## TASKS TO PERFORM
a: In the passage on archaeological documentation, render the sentence "The study area is an important place to shed light on the history of the region." into Spanish.
b: Reproduce the stretch of the passage on archaeological documentation from "In history Şanlıurfa, before" through "be seen today.", changing "Osrhoene" to "Osroene" throughout.
c: Carry on the passage on archaeological documentation, picking up after its final sentence.

With the development of technology, the process of documentation of historical sites has become risk-free and easy. In this study, laser scanning and aerial photographs were used in this archaeological area; point cloud production, mesh modeling, object modeling, orthophoto map, digital elevation model, and digital terrain model were created. Remote sensing methods play an important role in the detection and preservation of existing and buried archaeological artifacts [3]. The results obtained from these studies can be used for archaeological projects as well as for the documentation of excavation sites [4]. While achieving this process, where the structure needs to be reconstructed the geometric accuracy of the model obtained is important [5, 6]. Also, these methods are used to detect and intervene in damages in the archaeological sites due to various causes [7].

Nowadays, with the development of unmanned aerial vehicles and remote sensing systems, it has become easier to model objects and determine the terrain surface as it is [8]. However, the use of

traditional methods takes a long time and increases costs [9]. But today, with the development of technology and reducing the cost of systems, this difference has begun to decrease. Besides, rapid and reliable measurement methods are required to document historical data [10]. However, unmanned aircraft or terrestrial scanning systems may not always produce a solution when used separately. In such cases, problems can be eliminated by combining two systems [11]. It is important that the devices used in the study are used by experts in the field and the subsequent application is done with professional people in terms of the desired sensitivity of the study.

The study area is an important place to shed light on the history of the region. For this reason, it is important to document the graves unearthed. Due to the different devices used, two different research plans were examined. First of all, measurements were taken outside and inside the historic structure with a laser scanner. Secondly, aerial photographs were obtained by unmanned aerial vehicles (UAV) at a fixed height.

In the restoration studies to be carried out as a result of historical structures affected by disasters, problematic areas can be identified accurately by using a laser scanning method [12]. In the photogrammetric aspect, the low-altitude aerial photographing method was used in the area of the Roman camp of A Cidadela in NW Spain and the best land surface result was obtained by point-based method [13]. When the structure from Motion and terrestrial laser scanning methods were compared, it was found that the SfM photogrammetry methodology obtained better results than the terrestrial laser scanning method geometrically and visually [14].

Study area

In history Şanlıurfa, before entering into the domination of the Romans, Edessa King Abgar Ukkama has accepted Christianity as kingdoms religion. For this reason, Şanlıurfa has played a very important role in the generation of the foundations of Christian faith [15]. Which founded and established in B.C. 132 The Kingdom of Osrhoene lived independently until B.C. 244 and then came under the sovereignty of the Roman Empire. While Edessa was an ordinary city under Roman rule, it became an

1243 important province during the reign of Constantine the Great (A.D. 349). The double pillar in the Urfa fortress from the Osrhoene Kingdom can be seen today.

The Kızılkoyun Necropolis, which was selected as a study area was declared a protected area in 2012 within the traditional archaeological tissue of the city, is located to the north of Balıklı Göl (Figure 1).

## COLLECTED MATERIAL
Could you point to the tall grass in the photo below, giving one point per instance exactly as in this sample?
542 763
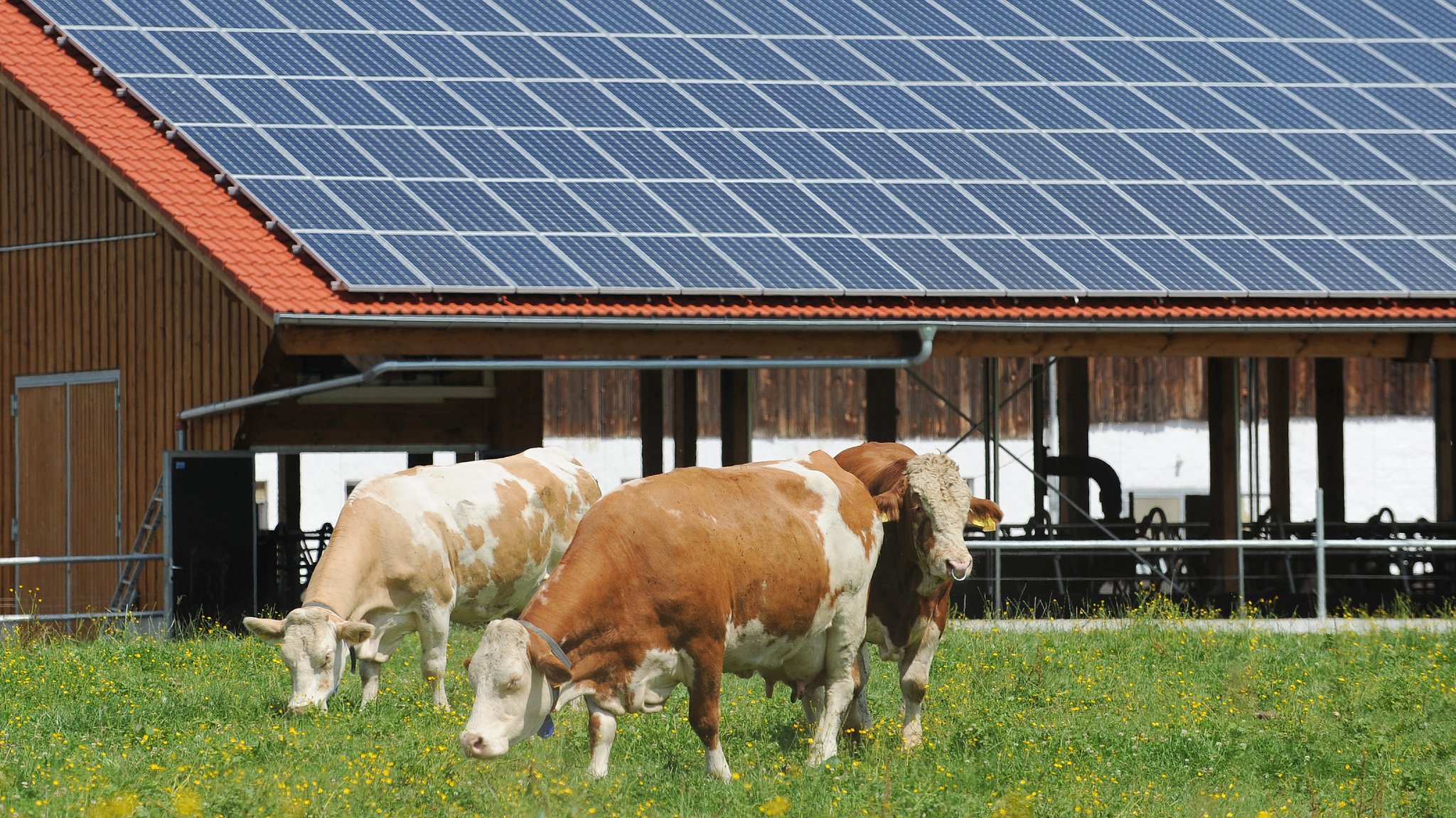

## THE RESPONSES
a: El área de estudio es un lugar importante para arrojar luz sobre la historia de la región.

b:
In history Şanlıurfa, before entering into the domination of the Romans, Edessa King Abgar Ukkama has accepted Christianity as kingdoms religion. For this reason, Şanlıurfa has played a very important role in the generation of the foundations of Christian faith [15]. Which founded and established in B.C. 132 The Kingdom of Osroene lived independently until B.C. 244 and then came under the sovereignty of the Roman Empire. While Edessa was an ordinary city under Roman rule, it became an

1243 important province during the reign of Constantine the Great (A.D. 349). The double pillar in the Urfa fortress from the Osroene Kingdom can be seen today.

c:
Figure 1. Kizilkoyun Necropolis Archaeological Site

“Kızılkoyun ridges in the city and caves at the foot of the castle emerge as an important cultural identity element” [16]. Although there are many caves in the city, most of them remain under residential areas. The caves emphasizing the historical importance of the city will also shed light on the historical development of the culture of Şanlıurfa. The approximate size of the area is 5 hectares. Kızılkoyun Necropolis is surrounded by protected areas within the zoning plan for conservation in Şanlıurfa Province [17]. The region is also known as a place, where the world's oldest real size human statue has found, when is a pottery-free Neolithic Period Balıklı göl Statue circa 11,500 B.C. [18]. The western walls of Şanlıurfa pass between the archaeological site of the Kızılkoyun Necropolis and the urban archaeological site of Yenimahalle. To the west of the Kızılkoyun Necropolis is the Haleplibahçe archaeological site, to the south is Şanlıurfa

Castle and Balıklı göl, to the north is the Bediüzzaman Cemetery. The fact that the region is surrounded by archeological areas increases the importance of the study area. Since the area was not taken under protection in the previous years, the caves were covered with slum structures and it is assumed that caves can be found under these slum areas.

75 cave tombs were unearthed in the area. These cave tombs belong to the Roman period, and in these caves, stone carvings, reliefs and mosaics were found. The area is built on a slope. Where the cave was carved has a calcareous ground structure. The archaeological site should be recorded with 3D documentation methods due to the slopes and the recesses on the monument [19]. Although the structures are cave tombs, thanks to the calcareous structure it has become livable inside the caves.

1244 These tombs in the region are square and rectangular with three single-chamber arcosolium (An ancient arch-shaped cell or niche carved into the rock in underground burial chambers in Roman catacombs.) and three lectia (A kind of armchair used in Ancient Greece and Rome.), front-entry single-chamber arcosolium and

three-lectia, front-entry multi-chamber arcosolium and lectia, intertwined two or three-room and one-chamber arcosolium and dromos with lectia. The interior of the burial chambers in the Necropolis area was built in a different architecture (Figure 2).

Figure 2. The only enterance with temple facade in Kızılkoyun Necropolis

The status, occupation, and economic differences of the grave owners have led to the grave chambers having different architectures. The predominantly one-room graves, as well as the one-chamber tombs with front entrances, the multi-chamber tombs with front entrances, two or three-chamber tombs, and one-chamber dromos, were found [20].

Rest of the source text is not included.